-------- TEXTE À LIRE --------
Intro

Raid à ski au Kazakhstan — Traversée des monts Ile Alatau

Cette traversée à ski des monts Ile Alatau, au Kazakhstan, est un raid à ski engagé au cœur de l’Asie centrale. Entre glaciers chaotiques, bivouacs sommaires et vestiges de l’ère soviétique, ce voyage à ski de randonnée explore des montagnes peu parcourues, où l’itinérance impose une lecture fine du terrain et une adaptation constante.
Plus qu’un simple voyage à ski, cette traversée interroge le rapport à l’engagement, à l’isolement et aux limites — humaines autant que géographiques.

Informations

Pays : Kazakhstan
Ville d’accès et de retour : Almaty
Durée et période : 9 jours, dont 6 jours de ski, avril 2025
Forme du raid : traversée de massif
Distance et dénivelés parcourus : 90km et 9500m de D+
Type d’hébergement : station astronomique, bivouacs
Participants : Aurélien, Amélie, Thomas
Encadrant : Yann Borgnet, guide de haute montagne UIAGM

Itinéraire

6 jours de raid

Jour 1 : Station de ski de Chimbulak → Bivouac de Tuyuk-Su
Jour 2 : Bivouac de Tuyuk-Su → Bivouac de la gorge gauche du Talgar
Jour 3 : Gorge gauche du Talgar → Bivouac Kuzylsau
Jour 4 : Bivouac Kuzylsau → Station Cosmo Tian-Shan
Jour 5 : Station Cosmo Tian-Shan → Bivouac des gorges de Kargaly
Jour 6 : Bivouac des gorges de Kargaly → Koklaisay (fin de la traversée)
-------- DONNÉES ENREGISTRÉES --------
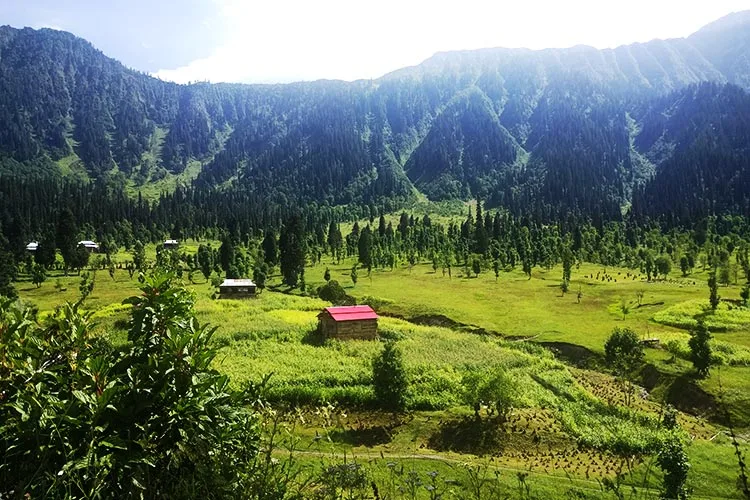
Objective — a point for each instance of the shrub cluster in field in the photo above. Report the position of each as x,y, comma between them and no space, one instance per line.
727,316
722,353
437,362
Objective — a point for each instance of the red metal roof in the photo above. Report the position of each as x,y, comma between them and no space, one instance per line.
351,313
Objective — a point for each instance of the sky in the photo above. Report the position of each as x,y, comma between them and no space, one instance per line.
254,41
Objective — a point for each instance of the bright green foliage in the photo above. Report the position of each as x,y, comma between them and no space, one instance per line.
270,248
354,274
38,275
79,419
293,248
674,462
669,419
389,378
495,389
66,236
623,353
663,265
87,285
713,291
260,274
7,270
227,255
700,349
332,292
684,265
476,266
139,256
205,260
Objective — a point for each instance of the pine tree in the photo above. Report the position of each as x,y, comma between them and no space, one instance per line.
270,248
293,248
700,348
713,288
66,238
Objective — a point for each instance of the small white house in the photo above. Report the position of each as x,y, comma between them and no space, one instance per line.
237,288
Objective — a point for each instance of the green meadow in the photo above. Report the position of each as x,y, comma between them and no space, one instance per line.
570,433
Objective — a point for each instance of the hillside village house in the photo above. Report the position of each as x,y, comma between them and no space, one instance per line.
237,288
89,245
348,322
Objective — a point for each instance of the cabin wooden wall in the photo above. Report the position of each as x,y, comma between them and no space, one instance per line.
365,329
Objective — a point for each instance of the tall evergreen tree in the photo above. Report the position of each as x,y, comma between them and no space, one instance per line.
67,237
293,248
270,248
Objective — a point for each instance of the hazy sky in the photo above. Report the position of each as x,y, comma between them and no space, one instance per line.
290,40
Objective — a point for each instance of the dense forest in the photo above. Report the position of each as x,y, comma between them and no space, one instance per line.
655,131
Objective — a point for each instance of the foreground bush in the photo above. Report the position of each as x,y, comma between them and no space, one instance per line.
79,419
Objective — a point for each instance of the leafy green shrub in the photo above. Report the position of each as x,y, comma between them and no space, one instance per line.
389,378
78,419
725,318
334,293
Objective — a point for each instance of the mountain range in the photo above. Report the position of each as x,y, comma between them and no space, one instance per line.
661,127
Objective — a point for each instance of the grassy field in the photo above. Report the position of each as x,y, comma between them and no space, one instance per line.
570,429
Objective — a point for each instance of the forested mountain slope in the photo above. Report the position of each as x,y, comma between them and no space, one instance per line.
548,131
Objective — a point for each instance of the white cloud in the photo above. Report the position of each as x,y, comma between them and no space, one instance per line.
291,40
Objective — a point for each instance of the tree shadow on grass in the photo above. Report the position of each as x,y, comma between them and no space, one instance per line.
363,436
313,337
469,435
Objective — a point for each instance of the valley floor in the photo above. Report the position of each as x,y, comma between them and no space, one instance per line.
571,434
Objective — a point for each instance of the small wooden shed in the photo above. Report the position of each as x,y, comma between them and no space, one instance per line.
237,288
90,246
348,322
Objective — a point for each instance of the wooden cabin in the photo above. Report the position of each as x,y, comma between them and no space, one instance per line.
236,289
90,246
348,322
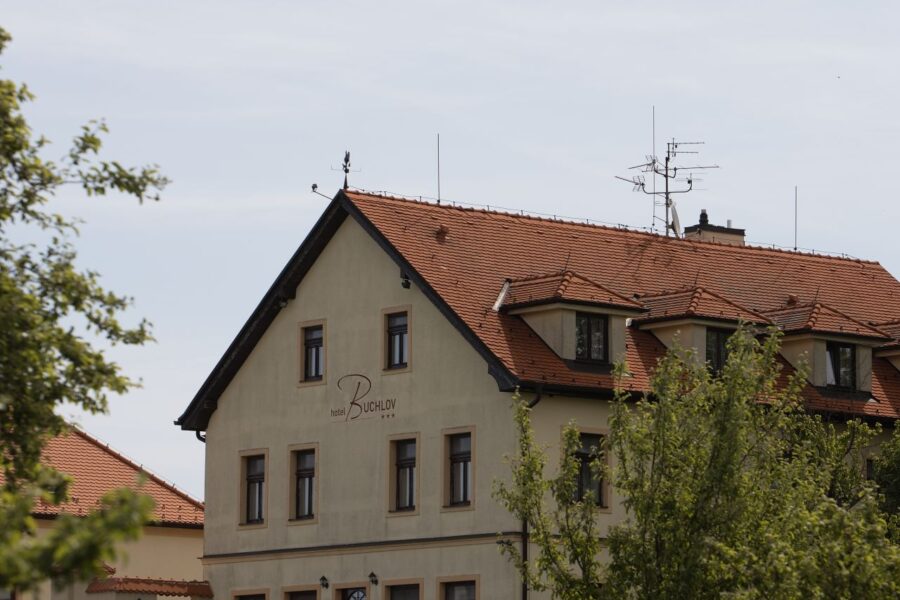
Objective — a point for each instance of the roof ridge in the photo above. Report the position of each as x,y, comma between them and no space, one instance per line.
588,225
138,467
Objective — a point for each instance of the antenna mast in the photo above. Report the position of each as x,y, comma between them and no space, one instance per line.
668,170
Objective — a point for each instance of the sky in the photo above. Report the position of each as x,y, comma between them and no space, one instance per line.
538,105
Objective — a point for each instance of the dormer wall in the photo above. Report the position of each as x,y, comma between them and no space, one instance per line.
555,325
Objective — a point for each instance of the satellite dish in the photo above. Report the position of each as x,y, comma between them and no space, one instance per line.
676,224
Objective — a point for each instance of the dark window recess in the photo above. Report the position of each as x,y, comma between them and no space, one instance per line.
398,340
717,348
588,481
459,590
313,353
256,483
306,483
870,469
591,338
404,592
460,469
840,365
406,474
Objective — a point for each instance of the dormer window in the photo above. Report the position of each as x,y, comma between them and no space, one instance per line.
591,338
840,365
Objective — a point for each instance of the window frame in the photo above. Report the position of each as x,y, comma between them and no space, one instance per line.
386,366
714,368
442,583
589,359
341,587
832,351
294,451
392,583
293,589
244,489
303,379
584,460
448,435
393,474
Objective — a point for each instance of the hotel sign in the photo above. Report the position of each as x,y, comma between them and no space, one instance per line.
356,401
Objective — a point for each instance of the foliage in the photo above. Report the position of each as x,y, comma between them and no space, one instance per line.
51,316
731,490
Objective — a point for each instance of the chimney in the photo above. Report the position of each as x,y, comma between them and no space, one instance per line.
704,232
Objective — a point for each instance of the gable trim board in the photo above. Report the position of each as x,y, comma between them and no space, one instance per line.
196,416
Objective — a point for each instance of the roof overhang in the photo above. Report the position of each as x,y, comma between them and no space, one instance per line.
596,307
198,413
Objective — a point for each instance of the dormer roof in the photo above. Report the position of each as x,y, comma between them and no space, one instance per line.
819,318
563,287
696,303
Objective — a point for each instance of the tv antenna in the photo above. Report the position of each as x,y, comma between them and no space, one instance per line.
345,167
669,171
--------
■ **TRAVAIL DEMANDÉ**:
[a] Répondez aux questions suivantes à partir du texte sur la traversée à ski des monts Ile Alatau.
(i) Dans quelle région du monde le raid est-il situé ?
(ii) Combien de jours de ski compte le séjour de 9 jours ?
(iii) À quel endroit la traversée prend-elle fin ?
[b] Rédigez la suite du texte sur la traversée à ski des monts Ile Alatau, en partant de sa dernière ligne.

■ **RÉSULTATS OBTENUS**:
[a]
(i) En Asie centrale.
(ii) 6 jours.
(iii) À Koklaisay.

[b]
Le récit de la traversée

Jour 1 — De Chimbulak au premier bivouac

La station de Chimbulak ne nous dépayse pas. En bas, une rangée de commerces flambant neufs, des touristes en quête d’images, des drones qui bourdonnent au-dessus des terrasses. Au sommet des remontées mécaniques, une publicité Rolex s’impose comme un décor. Ce n’est pas cette montagne-là qui nous a fait venir.

Dès que nous quittons le domaine, le décor bascule. Une pente froide et raide, une première lecture du manteau neigeux, puis un col étroit surmonté d’un gendarme élancé. De l’autre côté, la pente sud est déjà dégarnie, mais la vue sur le bassin de Tuyuk-Su ouvre l’horizon. Au loin, notre premier bivouac : un algeco orange posé dans l’immensité.

À l’intérieur, trois couchettes, une table, un poêle et pas grand-chose d’autre. Aurélien a monté une bouteille de pinot. On trinque dans des bols en inox trouvés sur place. Ici, nul besoin de verres sophistiqués : le voyage commence vraiment.

Jour 2 — Basculer dans la vallée du Talgar

L’objectif du jour est clair : franchir le col de Tuyuk-Su et basculer dans la vallée du Talgar, longue et engagée, où toute retraite par le bas serait compliquée. La montée se fait sur un glacier aux formes déjà chaotiques.

Depuis l’arête cornichée, un nouveau massif se dévoile. Les sommets sont plus arrondis, les glaciers vastes et dénudés, la glace affleure par endroits. À la descente, il faut viser juste. Comme souvent dans ces terrains ouverts, les rives offrent les seules lignes skiables continues.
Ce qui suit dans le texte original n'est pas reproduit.